DATASET ::
○ ○ ○ ○
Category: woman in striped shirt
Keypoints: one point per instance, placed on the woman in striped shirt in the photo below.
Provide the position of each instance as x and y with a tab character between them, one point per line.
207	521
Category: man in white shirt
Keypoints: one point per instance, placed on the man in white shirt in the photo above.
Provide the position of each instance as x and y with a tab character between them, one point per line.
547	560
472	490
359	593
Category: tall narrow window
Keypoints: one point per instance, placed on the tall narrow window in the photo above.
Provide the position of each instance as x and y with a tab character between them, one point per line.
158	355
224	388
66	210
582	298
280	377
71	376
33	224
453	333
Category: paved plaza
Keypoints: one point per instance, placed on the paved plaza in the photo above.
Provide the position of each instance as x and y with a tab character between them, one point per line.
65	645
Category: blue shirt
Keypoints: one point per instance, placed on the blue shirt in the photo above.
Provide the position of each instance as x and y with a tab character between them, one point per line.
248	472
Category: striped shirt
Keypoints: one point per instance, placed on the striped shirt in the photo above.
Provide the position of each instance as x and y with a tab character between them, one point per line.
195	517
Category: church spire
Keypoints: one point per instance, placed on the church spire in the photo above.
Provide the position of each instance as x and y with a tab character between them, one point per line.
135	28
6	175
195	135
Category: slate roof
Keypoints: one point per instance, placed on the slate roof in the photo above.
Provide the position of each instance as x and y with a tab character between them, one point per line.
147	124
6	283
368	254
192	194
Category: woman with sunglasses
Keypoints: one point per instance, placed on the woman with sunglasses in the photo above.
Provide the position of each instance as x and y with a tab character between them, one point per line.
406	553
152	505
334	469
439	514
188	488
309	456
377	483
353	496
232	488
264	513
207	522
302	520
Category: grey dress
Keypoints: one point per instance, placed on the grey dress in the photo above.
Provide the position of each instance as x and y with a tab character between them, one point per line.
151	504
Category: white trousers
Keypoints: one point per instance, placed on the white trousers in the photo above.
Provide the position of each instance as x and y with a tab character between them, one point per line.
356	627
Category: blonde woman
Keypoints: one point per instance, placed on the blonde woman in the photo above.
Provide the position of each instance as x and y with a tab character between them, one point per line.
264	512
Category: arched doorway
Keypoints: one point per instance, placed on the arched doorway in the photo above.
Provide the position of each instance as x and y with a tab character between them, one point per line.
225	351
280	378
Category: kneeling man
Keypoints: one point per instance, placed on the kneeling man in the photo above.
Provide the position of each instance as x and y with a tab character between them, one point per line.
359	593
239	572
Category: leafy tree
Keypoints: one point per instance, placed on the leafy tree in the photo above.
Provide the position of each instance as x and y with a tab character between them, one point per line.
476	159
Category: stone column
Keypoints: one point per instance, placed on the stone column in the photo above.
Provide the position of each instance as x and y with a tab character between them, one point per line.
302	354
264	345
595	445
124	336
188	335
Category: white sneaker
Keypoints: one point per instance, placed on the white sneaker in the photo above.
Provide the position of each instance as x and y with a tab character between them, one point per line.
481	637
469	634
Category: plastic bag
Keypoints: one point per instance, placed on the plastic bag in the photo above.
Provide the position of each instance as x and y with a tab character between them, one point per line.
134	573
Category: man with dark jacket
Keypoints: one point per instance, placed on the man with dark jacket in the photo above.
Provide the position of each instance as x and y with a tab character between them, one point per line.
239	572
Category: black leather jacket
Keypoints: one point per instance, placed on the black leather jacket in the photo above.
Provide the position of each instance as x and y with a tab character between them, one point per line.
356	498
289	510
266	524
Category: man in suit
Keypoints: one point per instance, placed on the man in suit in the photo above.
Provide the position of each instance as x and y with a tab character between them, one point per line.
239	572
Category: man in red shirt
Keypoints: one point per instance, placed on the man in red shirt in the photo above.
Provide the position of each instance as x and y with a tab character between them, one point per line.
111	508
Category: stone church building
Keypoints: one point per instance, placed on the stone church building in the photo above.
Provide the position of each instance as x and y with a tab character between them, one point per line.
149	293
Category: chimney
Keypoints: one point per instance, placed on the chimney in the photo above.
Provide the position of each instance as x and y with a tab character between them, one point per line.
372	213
○ ○ ○ ○
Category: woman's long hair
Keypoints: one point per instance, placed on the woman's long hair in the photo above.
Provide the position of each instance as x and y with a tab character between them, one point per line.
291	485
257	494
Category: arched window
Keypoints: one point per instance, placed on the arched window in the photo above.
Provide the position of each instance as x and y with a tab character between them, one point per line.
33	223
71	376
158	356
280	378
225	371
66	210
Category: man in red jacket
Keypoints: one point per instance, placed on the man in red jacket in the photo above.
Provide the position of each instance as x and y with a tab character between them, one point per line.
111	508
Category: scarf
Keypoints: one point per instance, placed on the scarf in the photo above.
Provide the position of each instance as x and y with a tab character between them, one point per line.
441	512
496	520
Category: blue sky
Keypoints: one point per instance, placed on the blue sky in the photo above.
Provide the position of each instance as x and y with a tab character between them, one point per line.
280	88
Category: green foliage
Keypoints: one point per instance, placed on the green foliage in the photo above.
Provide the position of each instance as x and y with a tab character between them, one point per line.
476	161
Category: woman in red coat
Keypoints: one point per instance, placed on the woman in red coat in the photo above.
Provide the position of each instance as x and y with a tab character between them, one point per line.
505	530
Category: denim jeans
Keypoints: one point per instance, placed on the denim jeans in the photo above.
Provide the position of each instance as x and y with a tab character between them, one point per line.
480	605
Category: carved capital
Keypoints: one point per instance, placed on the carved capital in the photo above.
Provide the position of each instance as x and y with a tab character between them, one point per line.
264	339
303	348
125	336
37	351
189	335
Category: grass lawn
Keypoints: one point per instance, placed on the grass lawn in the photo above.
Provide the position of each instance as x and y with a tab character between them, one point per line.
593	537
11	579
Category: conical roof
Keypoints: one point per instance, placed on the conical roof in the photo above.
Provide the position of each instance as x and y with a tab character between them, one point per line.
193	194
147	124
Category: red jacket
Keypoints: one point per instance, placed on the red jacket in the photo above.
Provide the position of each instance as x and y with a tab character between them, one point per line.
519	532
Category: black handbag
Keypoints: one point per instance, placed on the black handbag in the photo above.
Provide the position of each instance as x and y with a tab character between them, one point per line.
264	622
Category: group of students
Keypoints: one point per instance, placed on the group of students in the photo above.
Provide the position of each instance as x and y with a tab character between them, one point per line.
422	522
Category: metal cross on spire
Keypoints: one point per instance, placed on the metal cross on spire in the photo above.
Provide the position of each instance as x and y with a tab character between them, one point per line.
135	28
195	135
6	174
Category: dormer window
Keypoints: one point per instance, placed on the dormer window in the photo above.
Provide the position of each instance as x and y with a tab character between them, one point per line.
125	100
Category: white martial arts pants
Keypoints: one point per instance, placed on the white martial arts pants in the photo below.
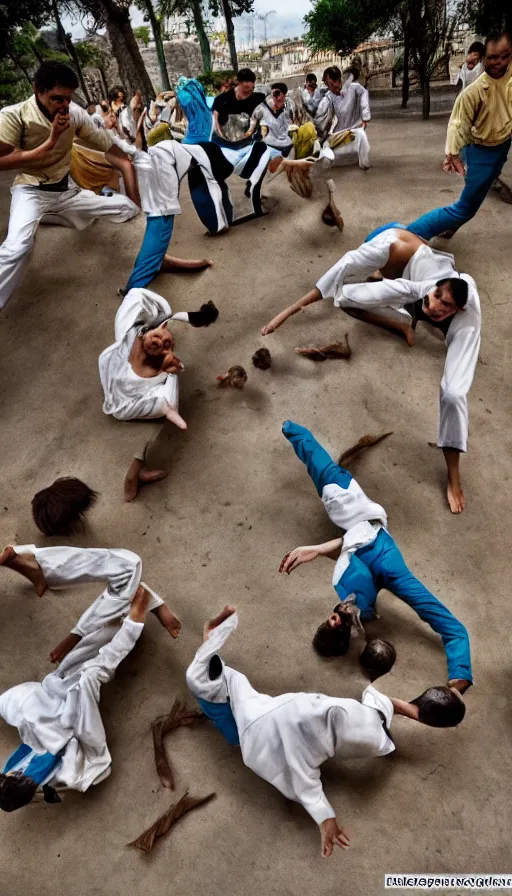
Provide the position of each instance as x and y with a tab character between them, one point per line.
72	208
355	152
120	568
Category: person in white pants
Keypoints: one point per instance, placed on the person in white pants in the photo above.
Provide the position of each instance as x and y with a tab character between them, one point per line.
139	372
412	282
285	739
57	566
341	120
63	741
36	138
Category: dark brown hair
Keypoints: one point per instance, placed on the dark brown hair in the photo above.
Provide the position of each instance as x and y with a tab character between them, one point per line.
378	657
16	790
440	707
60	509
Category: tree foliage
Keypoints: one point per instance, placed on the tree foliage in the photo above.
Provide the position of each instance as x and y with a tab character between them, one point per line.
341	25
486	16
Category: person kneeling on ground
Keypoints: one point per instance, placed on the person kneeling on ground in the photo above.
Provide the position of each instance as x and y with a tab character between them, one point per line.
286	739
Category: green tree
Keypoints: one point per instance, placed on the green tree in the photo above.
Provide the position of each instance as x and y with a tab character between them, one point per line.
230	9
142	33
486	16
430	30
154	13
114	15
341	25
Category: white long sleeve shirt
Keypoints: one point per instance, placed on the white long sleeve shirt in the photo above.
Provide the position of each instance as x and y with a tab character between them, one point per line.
○ ○ ○ ○
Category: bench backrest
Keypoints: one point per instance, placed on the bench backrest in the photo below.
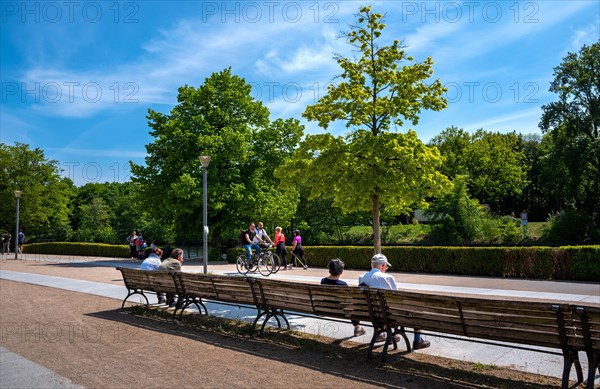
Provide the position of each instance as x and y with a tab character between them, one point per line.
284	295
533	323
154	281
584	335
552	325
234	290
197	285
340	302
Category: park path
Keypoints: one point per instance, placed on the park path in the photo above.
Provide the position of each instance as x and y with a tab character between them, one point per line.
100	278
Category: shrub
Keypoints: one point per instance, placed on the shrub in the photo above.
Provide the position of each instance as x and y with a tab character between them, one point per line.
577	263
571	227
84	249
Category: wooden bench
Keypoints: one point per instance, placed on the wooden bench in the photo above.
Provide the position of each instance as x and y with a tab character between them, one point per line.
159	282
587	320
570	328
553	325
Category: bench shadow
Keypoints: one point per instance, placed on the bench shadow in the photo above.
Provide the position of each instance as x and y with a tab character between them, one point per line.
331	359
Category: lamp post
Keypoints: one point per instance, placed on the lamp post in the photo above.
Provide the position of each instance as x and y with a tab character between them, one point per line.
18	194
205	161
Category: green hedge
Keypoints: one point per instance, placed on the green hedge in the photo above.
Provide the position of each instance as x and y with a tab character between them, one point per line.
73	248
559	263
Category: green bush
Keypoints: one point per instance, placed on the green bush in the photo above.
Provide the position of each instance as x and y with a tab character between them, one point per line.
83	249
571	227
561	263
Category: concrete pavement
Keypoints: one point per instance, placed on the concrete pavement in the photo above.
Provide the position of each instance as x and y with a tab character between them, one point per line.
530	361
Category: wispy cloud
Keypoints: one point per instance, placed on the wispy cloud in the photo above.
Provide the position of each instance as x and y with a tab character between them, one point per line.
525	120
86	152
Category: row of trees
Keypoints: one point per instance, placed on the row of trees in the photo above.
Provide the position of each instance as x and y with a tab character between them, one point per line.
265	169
○ ○ ○ ○
ABOUT THIS TASK :: Reproduce word for word the material above, beginning with the line that contains "Category: woman in striped shirt" and ending with the line that contains "Category: paved plaza".

EXERCISE ANSWER ::
Category: woman in striped shirt
Keypoints: one point per instance, placed on the woman in striped shirt in the photo below.
Provide the position of each instance as x and y with a tab character between them, one point per line.
207	521
Category: man in white shirt
Keypoints: one point per instance, placed on the man in white shirt in the photo above.
Provide the position of each instance as x and y with a tab character between them, one point per line.
547	560
472	490
359	593
Category: tall narrow window
Keypoints: one point per instance, placed on the tall narrow window in the photo above.
Provide the position of each instance as x and y with a tab character between them, one point per line.
158	355
224	388
66	210
582	298
280	377
71	376
33	224
453	333
Category: paved plaza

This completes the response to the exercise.